• _WHAT NEEDS TO BE DONE_:
This exercise calls for copying every line below that holds the word "feathered".

BEGIN SOURCE RECORDS

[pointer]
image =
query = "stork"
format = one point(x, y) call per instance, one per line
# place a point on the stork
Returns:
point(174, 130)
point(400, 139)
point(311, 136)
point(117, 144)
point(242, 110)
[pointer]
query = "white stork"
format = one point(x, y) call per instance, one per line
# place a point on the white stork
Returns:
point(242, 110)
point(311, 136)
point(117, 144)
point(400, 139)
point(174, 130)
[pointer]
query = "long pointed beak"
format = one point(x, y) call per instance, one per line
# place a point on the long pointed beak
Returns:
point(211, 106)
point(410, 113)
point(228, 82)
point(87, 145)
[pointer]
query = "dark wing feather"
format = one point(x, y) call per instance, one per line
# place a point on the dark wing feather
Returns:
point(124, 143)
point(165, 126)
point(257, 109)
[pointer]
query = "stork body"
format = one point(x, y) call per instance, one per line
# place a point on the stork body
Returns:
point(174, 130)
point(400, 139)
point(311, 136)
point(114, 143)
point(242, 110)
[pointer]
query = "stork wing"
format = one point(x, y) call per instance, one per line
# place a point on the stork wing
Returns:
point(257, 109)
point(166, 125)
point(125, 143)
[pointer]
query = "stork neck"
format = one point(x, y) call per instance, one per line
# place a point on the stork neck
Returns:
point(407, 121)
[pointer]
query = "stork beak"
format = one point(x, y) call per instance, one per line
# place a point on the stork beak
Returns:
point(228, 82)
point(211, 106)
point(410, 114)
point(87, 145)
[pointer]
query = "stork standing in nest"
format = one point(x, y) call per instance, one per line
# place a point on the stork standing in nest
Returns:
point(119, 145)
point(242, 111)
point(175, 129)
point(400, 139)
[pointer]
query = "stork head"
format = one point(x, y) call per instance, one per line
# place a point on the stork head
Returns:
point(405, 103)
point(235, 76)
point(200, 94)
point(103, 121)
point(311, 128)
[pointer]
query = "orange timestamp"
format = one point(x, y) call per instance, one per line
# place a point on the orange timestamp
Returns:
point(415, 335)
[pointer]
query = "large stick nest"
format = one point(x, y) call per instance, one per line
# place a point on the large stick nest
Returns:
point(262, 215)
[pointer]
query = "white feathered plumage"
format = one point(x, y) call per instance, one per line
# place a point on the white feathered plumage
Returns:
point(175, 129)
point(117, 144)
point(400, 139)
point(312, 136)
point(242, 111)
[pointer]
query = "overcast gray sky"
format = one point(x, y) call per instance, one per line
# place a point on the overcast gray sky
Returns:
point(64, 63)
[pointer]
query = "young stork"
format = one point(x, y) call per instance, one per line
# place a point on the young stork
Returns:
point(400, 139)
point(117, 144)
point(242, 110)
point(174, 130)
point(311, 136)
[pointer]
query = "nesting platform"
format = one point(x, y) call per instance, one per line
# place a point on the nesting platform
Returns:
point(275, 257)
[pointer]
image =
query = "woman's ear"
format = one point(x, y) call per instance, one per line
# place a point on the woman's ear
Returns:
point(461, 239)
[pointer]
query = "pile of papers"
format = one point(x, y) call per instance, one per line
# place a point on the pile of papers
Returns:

END SOURCE RECORDS

• _EXERCISE OUTPUT_:
query = "white feathered plumage"
# place a point on the white feathered plumage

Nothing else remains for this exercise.